Top of RECORD SET

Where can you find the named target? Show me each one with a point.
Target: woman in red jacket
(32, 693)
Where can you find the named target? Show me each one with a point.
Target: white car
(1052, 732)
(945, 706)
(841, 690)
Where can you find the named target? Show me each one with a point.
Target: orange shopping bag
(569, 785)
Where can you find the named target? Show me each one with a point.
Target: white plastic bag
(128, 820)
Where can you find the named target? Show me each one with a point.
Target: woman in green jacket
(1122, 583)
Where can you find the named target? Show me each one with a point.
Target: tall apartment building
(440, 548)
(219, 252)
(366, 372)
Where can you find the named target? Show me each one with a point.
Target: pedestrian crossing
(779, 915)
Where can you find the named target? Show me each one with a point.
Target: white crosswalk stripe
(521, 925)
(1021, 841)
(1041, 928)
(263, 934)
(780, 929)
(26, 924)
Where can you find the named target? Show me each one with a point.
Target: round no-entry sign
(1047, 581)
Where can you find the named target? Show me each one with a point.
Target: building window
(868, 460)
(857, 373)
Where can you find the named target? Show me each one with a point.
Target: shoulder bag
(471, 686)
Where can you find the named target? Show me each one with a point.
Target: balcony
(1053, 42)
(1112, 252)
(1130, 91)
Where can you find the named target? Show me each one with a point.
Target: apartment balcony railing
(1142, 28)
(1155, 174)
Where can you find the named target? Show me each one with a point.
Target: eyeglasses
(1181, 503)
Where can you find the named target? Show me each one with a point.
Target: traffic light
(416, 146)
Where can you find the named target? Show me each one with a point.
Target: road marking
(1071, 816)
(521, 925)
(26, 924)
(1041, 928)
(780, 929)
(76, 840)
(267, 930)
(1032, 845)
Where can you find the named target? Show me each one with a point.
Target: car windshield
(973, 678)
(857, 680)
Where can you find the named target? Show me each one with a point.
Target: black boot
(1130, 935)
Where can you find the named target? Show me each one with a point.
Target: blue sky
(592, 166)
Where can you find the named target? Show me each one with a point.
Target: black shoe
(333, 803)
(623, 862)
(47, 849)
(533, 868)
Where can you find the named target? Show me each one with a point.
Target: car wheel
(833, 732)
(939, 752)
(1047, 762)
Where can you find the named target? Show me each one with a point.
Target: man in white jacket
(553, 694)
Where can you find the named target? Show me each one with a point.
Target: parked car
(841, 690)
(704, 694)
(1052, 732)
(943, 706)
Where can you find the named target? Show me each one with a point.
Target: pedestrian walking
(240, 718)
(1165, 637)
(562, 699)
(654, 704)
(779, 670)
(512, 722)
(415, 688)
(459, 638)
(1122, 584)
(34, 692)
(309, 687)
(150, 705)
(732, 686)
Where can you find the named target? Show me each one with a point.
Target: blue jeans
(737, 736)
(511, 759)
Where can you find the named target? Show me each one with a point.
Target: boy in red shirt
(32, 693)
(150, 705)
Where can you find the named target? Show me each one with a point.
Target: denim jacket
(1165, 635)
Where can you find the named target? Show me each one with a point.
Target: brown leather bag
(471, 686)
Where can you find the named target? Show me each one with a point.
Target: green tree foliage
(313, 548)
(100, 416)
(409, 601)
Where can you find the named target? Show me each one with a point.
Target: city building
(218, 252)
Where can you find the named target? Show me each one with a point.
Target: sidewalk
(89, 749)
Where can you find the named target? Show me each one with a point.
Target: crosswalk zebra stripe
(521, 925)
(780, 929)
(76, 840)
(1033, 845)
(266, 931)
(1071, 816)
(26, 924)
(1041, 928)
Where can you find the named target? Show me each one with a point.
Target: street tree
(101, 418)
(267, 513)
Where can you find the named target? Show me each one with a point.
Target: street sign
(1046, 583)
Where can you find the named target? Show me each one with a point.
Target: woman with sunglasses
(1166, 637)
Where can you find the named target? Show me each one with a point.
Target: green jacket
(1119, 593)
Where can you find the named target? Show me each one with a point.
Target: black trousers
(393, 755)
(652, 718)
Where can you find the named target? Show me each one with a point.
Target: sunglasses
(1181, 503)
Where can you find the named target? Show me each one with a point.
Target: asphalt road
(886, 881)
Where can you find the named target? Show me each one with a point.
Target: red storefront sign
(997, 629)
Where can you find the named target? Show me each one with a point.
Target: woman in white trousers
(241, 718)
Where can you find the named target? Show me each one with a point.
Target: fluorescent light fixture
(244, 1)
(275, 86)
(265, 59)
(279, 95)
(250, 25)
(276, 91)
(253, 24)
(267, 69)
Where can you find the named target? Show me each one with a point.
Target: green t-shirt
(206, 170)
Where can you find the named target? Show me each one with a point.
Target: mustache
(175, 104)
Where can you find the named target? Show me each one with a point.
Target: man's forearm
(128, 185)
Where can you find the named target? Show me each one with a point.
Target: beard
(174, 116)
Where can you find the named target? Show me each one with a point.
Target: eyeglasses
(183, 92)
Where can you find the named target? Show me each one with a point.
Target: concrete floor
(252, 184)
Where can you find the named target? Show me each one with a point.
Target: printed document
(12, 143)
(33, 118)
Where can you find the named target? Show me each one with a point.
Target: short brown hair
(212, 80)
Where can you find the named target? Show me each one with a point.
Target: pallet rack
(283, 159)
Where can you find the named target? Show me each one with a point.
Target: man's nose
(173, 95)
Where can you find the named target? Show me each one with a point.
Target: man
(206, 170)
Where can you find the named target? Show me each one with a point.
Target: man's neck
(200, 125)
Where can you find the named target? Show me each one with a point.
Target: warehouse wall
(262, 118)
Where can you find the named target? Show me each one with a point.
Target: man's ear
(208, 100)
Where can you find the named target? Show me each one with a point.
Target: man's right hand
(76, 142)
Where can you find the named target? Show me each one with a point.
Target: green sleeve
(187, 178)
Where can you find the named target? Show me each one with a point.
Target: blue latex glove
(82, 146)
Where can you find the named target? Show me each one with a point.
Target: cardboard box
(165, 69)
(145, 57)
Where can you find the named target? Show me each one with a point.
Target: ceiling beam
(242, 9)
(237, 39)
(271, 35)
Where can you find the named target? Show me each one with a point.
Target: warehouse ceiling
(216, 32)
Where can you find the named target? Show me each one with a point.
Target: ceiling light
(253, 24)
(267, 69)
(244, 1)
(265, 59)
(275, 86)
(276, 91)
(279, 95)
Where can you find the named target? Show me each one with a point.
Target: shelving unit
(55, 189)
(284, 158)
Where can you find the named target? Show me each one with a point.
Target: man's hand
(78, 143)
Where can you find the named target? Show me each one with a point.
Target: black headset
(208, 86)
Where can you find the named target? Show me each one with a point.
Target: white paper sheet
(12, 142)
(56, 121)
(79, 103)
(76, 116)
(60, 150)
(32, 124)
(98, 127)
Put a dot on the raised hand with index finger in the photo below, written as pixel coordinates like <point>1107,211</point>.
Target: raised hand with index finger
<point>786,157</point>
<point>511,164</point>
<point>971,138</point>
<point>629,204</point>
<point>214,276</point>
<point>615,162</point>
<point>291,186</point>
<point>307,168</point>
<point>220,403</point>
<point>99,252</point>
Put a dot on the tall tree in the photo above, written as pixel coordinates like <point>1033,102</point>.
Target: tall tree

Bottom of RECORD SET

■ **REQUIRED WORK**
Within the entries above, count the lines that include "like". The answer is that number alone.

■ **ANSWER TO THE EXERCISE**
2